Directions = Starting at the line that has "In which part of this frame does the dirt" and continuing to the end of the items, swap "path" for "trail" and repeat those lines with nothing else changed.

Data for this task =
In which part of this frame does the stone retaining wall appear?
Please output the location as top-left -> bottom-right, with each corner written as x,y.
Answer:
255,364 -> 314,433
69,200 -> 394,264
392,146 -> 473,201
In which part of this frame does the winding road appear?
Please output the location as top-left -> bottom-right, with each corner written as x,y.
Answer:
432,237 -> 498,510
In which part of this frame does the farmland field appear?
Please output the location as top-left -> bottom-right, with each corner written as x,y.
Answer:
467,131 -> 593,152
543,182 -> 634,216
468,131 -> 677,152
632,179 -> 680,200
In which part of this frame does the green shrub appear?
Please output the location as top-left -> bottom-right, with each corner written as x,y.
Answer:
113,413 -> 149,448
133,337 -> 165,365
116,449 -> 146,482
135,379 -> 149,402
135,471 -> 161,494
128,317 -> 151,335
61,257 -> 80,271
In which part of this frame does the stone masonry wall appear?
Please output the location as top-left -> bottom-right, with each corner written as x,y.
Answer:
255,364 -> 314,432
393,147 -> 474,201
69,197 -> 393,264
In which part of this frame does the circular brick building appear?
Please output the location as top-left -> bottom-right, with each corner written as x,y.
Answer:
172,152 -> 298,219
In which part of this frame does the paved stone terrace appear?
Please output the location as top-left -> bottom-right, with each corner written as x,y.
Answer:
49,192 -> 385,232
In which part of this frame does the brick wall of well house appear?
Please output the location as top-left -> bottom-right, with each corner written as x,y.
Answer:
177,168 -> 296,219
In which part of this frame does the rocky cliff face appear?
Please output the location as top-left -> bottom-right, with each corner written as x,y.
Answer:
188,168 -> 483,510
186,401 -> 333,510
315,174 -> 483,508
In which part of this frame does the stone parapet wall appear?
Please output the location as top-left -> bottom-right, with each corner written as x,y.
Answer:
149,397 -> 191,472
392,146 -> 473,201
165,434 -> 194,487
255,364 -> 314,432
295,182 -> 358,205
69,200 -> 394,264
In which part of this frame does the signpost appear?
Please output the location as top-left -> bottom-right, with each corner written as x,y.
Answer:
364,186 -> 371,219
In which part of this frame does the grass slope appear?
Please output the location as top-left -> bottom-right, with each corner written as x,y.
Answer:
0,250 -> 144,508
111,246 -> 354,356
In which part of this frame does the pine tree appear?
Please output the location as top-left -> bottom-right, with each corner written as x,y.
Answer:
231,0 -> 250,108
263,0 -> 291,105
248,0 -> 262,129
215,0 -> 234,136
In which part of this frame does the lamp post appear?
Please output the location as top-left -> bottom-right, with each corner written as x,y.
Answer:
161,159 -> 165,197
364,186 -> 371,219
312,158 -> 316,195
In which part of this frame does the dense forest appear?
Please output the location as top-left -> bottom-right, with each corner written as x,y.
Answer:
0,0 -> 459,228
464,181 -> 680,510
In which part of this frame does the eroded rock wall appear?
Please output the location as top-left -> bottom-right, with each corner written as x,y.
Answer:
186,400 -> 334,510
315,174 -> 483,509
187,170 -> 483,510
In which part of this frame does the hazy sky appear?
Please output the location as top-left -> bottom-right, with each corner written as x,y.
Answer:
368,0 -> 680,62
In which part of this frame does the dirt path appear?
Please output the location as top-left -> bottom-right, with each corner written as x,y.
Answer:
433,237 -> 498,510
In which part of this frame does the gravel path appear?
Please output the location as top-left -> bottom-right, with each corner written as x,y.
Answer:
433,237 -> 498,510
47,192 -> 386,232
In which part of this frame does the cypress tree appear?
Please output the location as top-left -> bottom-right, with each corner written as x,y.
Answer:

Response to this task =
In which part of this frame does the dirt trail appear?
Please output the location as top-left -> bottom-right, with each corner written as x,y.
Answer:
433,237 -> 498,510
In which part of this frame does the gravel trail appear?
Please output the location as top-left -> bottom-right, with each corner written as x,y.
Answer:
433,237 -> 498,510
47,192 -> 386,232
In which part of this frame does the cypress tree appear?
Please output the location as top-left -> bottom-right, with each corner written as x,y.
Answer:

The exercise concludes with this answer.